→ RECORDS SHOWN:
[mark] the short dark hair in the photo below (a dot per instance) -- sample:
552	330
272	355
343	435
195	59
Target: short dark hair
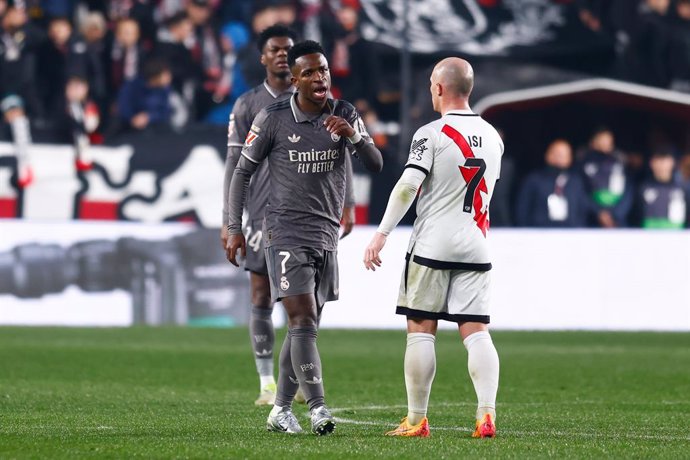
154	66
302	49
276	30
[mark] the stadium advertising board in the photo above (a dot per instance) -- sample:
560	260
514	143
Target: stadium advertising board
120	274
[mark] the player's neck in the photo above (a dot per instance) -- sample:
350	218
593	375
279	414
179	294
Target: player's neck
280	84
454	104
307	106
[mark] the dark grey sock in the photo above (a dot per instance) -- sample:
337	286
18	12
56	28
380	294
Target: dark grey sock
287	381
263	338
307	364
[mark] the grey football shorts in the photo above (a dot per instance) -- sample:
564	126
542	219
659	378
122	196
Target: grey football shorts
302	270
256	256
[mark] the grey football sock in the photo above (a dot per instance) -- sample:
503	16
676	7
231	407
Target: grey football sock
263	338
307	364
287	381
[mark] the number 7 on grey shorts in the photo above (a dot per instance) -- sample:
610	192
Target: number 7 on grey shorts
301	270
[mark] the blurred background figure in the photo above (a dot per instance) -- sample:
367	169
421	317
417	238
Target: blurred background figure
661	201
174	41
19	42
679	47
609	189
77	119
555	195
145	102
62	55
207	55
94	30
125	55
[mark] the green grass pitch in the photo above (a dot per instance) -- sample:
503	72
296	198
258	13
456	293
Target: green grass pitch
188	393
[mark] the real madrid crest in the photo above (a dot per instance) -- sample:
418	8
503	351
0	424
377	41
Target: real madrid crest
284	283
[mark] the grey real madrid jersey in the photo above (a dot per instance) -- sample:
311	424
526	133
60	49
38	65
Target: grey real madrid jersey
245	109
307	171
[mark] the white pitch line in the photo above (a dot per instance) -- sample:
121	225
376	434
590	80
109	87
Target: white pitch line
564	434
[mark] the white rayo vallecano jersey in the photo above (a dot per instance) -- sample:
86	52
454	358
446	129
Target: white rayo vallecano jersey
461	155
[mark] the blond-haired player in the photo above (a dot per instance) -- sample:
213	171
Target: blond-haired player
454	163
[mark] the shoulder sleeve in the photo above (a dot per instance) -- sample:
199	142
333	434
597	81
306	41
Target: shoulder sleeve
259	140
422	150
239	124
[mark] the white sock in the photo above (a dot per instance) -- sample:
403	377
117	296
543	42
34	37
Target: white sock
266	380
482	362
420	368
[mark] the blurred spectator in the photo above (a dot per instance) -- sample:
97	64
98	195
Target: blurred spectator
146	100
19	43
62	55
18	96
554	196
126	54
606	183
77	119
644	59
679	52
683	173
504	190
172	43
93	28
348	54
661	201
208	55
141	11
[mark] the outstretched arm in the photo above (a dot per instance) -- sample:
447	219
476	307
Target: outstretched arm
231	159
399	202
237	195
364	148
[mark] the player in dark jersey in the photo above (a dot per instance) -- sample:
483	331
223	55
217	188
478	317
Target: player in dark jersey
273	43
305	140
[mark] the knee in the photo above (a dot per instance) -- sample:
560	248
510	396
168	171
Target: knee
261	295
303	320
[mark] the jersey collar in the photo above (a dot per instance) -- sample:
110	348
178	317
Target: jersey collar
301	117
273	93
462	113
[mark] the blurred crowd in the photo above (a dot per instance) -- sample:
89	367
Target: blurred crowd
651	38
81	71
162	63
601	186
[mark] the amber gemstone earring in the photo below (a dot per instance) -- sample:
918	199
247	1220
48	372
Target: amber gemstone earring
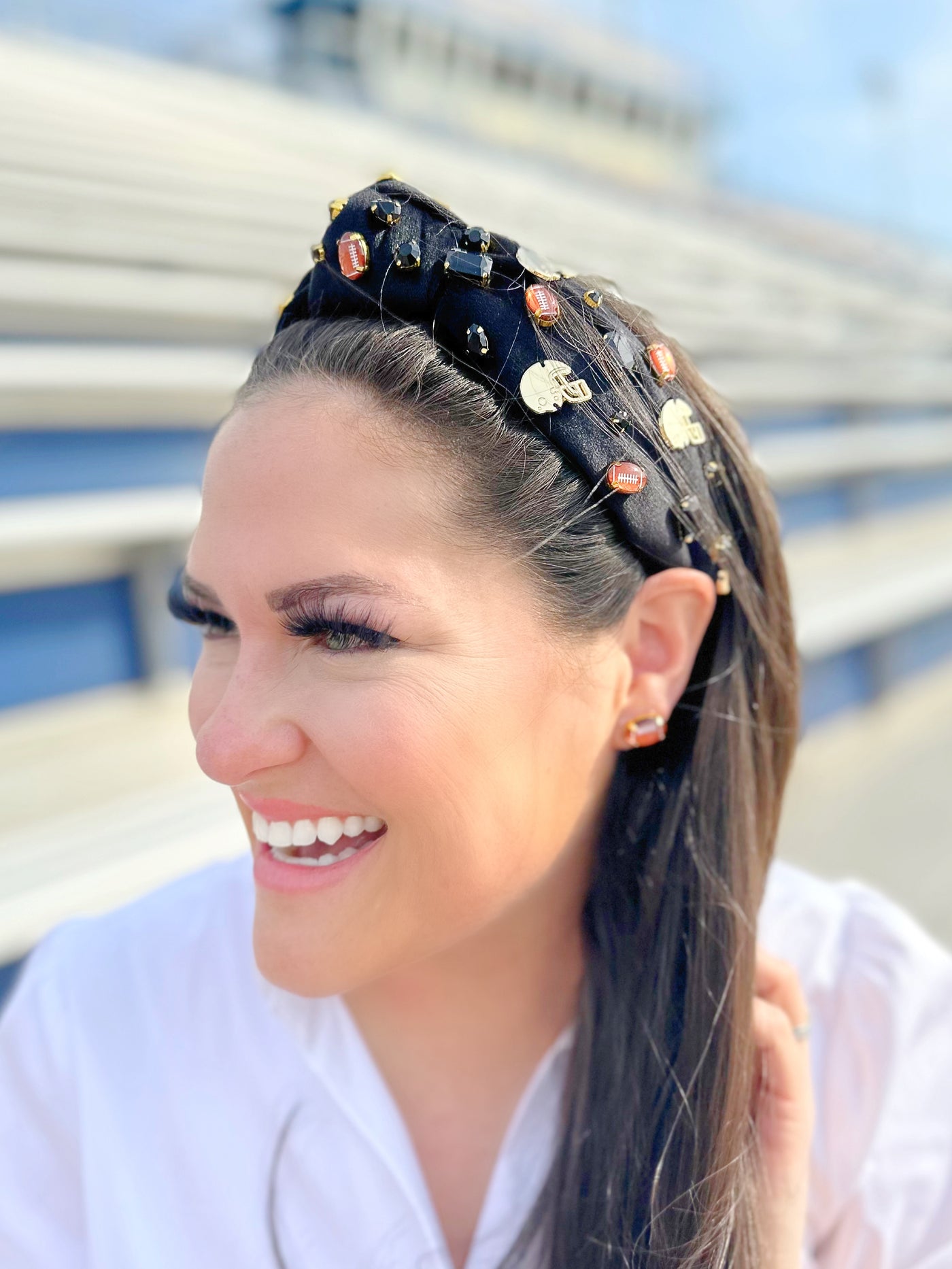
645	730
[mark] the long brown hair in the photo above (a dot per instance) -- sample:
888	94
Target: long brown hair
657	1160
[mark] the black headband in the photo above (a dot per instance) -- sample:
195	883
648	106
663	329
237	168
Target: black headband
499	311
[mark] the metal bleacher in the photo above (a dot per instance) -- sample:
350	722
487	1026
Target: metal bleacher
152	220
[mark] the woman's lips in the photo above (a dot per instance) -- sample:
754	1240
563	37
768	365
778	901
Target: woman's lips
288	879
282	809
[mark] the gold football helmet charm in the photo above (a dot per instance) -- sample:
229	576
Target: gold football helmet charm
679	428
549	385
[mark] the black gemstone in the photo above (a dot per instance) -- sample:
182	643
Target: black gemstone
476	339
386	209
466	265
475	239
408	255
624	347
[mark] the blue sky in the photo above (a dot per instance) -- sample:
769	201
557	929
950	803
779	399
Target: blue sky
842	107
837	105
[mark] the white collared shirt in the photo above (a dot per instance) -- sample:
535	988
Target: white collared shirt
148	1071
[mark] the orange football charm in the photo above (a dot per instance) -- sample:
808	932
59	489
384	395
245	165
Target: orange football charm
662	360
353	254
543	303
626	477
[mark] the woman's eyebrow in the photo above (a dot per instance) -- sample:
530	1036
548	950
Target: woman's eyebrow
316	589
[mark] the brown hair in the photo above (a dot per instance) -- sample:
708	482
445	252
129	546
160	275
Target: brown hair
657	1159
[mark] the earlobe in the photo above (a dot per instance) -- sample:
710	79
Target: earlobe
668	620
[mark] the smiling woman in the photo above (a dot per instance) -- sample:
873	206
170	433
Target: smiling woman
499	665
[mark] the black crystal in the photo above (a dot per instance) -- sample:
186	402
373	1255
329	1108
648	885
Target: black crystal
408	255
624	347
386	209
466	265
475	239
476	339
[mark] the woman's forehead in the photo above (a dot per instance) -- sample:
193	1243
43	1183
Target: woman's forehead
295	489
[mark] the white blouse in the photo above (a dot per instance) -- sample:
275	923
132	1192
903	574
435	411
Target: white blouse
148	1071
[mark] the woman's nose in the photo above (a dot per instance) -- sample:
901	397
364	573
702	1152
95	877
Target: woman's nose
247	728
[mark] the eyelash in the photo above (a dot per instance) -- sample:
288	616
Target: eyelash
322	620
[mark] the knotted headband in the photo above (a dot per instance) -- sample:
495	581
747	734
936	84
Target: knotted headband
509	319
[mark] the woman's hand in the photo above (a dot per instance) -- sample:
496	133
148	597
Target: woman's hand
782	1108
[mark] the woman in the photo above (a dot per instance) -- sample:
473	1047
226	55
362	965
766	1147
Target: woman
493	599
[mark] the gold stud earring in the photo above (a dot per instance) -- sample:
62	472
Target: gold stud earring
645	730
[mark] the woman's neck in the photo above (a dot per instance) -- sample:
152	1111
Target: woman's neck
494	1000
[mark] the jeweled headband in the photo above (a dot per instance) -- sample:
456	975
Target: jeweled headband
503	315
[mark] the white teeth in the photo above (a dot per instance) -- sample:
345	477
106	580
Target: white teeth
279	834
304	833
286	857
329	829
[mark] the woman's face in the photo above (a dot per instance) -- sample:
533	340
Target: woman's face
483	745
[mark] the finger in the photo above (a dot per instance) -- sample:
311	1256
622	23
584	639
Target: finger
782	1103
779	983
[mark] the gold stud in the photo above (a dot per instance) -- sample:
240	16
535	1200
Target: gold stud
679	428
546	386
721	546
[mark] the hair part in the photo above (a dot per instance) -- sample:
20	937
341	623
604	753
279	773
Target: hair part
657	1159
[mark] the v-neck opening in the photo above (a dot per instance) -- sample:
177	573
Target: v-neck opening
419	1192
335	1051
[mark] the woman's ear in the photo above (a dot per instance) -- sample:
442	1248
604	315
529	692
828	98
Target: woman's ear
660	637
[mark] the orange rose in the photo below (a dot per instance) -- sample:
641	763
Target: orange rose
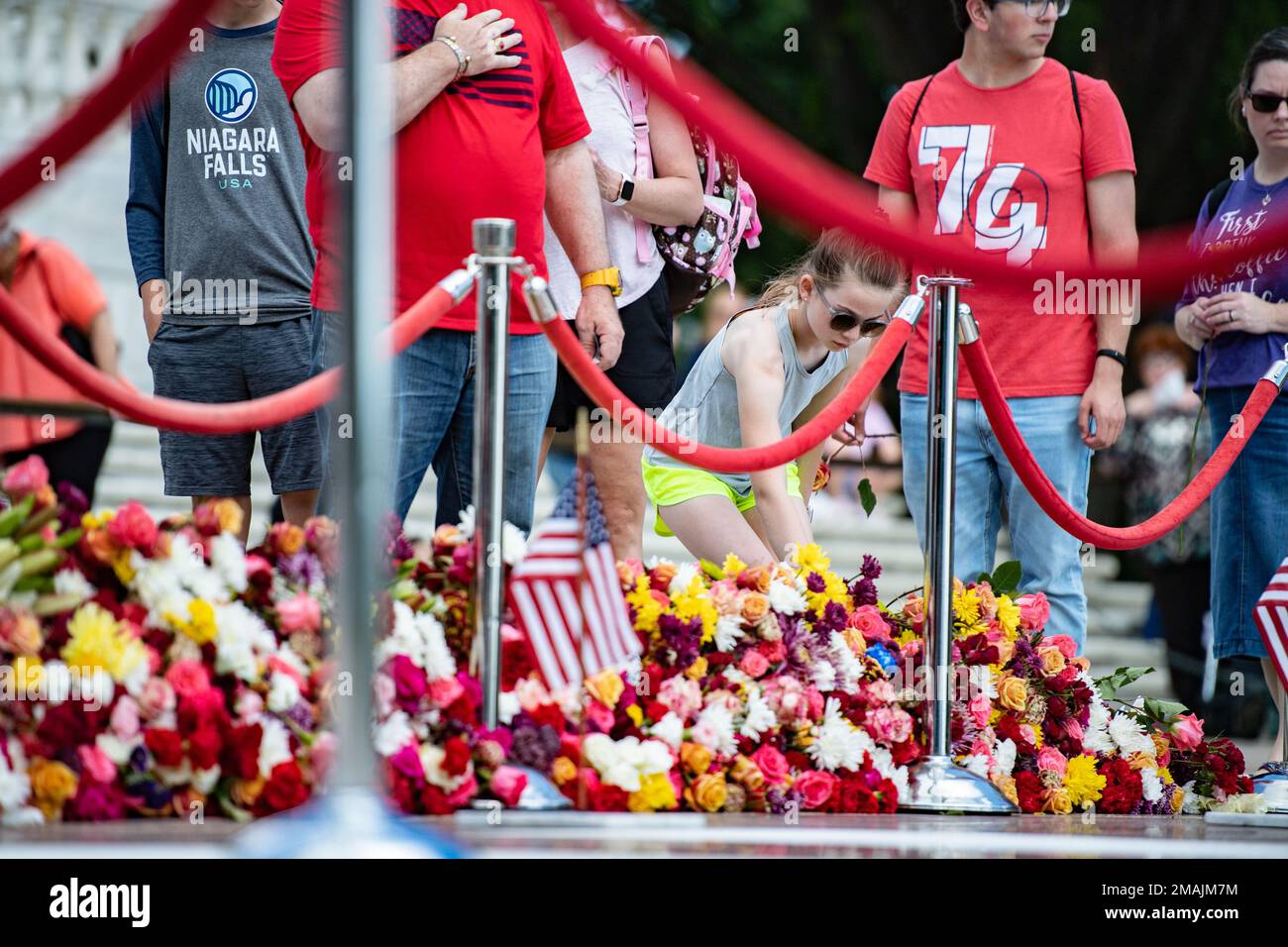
755	605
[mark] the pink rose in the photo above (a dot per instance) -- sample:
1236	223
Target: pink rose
507	785
815	788
188	678
133	527
1186	732
772	764
1068	647
299	613
27	476
158	698
868	621
125	718
754	664
1052	761
1034	611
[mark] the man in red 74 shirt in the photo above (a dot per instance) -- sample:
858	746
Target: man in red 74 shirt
487	124
1014	157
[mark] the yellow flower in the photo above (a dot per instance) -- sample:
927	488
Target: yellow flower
1008	615
648	609
809	558
656	792
97	641
52	785
696	603
605	686
1081	780
200	625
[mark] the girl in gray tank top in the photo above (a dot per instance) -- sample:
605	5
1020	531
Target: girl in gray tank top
767	371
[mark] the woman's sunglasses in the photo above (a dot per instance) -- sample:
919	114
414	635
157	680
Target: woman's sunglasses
1266	102
844	320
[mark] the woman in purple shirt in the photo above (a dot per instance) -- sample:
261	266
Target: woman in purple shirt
1237	321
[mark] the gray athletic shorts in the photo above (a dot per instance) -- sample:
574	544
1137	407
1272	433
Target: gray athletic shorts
218	364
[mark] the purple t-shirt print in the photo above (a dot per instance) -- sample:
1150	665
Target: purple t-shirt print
1235	360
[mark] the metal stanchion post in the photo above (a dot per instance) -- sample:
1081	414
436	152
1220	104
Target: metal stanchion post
493	245
938	784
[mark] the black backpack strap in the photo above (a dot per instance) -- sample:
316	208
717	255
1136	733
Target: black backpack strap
1216	195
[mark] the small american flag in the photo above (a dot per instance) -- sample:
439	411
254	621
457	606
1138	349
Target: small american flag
1271	618
544	592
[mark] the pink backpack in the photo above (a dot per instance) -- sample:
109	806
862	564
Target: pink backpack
700	257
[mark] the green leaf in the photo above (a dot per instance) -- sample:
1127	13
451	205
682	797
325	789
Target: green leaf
1163	711
1111	684
867	496
1006	578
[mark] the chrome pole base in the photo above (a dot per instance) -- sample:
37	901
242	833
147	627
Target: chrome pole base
939	785
343	823
539	795
1271	783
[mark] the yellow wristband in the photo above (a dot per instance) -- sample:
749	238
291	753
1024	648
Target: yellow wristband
609	277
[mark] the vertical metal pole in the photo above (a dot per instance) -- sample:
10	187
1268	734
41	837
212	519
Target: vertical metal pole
941	459
362	488
493	241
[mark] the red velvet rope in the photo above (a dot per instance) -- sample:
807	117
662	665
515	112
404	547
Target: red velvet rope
230	418
1059	509
136	73
604	393
803	185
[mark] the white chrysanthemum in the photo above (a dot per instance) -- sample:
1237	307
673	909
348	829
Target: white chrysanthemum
849	669
274	745
1004	757
1128	735
205	780
759	715
243	641
228	562
823	676
786	599
682	579
837	742
669	729
71	582
1150	785
283	692
393	733
728	631
713	729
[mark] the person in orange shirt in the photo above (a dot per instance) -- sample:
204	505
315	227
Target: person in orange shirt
62	296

→ WHAT TO PRODUCE:
Copy the stretch from the line containing "[mark] the pink backpack" through the end of the items, swapping in "steel" for "chrome" and changing nothing else.

→ RESULT FOR THIS TASK:
[mark] the pink backpack in the photo above (a dot per instance) -- sample:
109	806
862	564
Target: pink backpack
700	257
[mark] the green leaf in the photo above (a dot per instance) -- sample:
1127	13
451	205
682	797
325	789
Target: green leaf
1163	711
1111	684
867	496
1006	578
[mark] the steel pole base in the photo above (a dot per instance) -- sample:
37	901
242	833
147	627
Target: steel pole base
939	785
343	823
539	795
1271	783
[mark] the yellow wristband in the photo above (a dot per instance) -- sample:
749	238
291	753
1024	648
Target: yellow wristband
609	277
[mark] the vertical metal pole in the photo above (a dot per instance) -- sample:
10	187
1268	734
41	837
212	519
Target: vertical metal pole
941	459
362	488
493	241
[mark] the red velvet rope in the photo above (a dot per instance) -- sample:
807	117
662	665
515	112
404	547
Target: red velvet rope
230	418
1059	509
136	73
604	393
803	185
[mark] the white chrysanthemum in the photo above (a dot per instance) -- sample:
1237	307
673	909
348	829
Target: white chrysanthemum
849	669
274	745
1004	757
1128	735
205	780
759	715
243	641
228	562
823	676
786	599
682	579
837	742
669	729
71	582
1150	785
283	692
393	733
728	631
713	729
[mark] the person in orange shirt in the photo above (a dot per instance) -- sample:
204	505
315	227
Target: person in orange shirt
62	296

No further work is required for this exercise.